*** Opening Source data ***

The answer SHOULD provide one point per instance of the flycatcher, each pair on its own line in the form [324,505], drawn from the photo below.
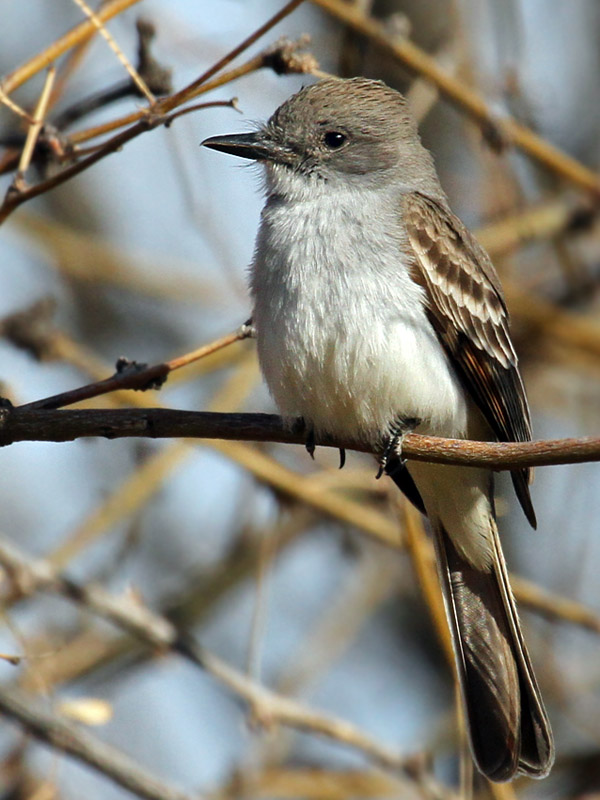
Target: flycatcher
[377,313]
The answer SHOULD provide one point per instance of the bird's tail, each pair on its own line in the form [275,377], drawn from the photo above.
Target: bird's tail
[509,730]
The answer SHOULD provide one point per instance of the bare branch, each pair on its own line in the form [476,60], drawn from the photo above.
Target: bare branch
[72,739]
[23,425]
[267,707]
[503,129]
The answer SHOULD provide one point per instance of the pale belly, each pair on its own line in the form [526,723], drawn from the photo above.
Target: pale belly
[355,380]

*** Closing Source data ***

Send back exactly the lines from the line with "Target: flycatcher" through the end of the records.

Target: flycatcher
[377,313]
The answer SHOULD provide one point per instance of the bird's tail, each pair on its own line in the form [275,377], drawn from the photo above.
Target: bird's tail
[509,730]
The answer SHOULD provide one point per instance of the bare branch, each pair on its own line in the form [476,60], drawn from the photo above.
Target: bare branch
[72,739]
[23,425]
[267,707]
[503,129]
The answer SHOULD provide one point per instance of the pale belly, each pair on its own line in the form [526,723], drawn from the photo above.
Target: pale belly
[355,380]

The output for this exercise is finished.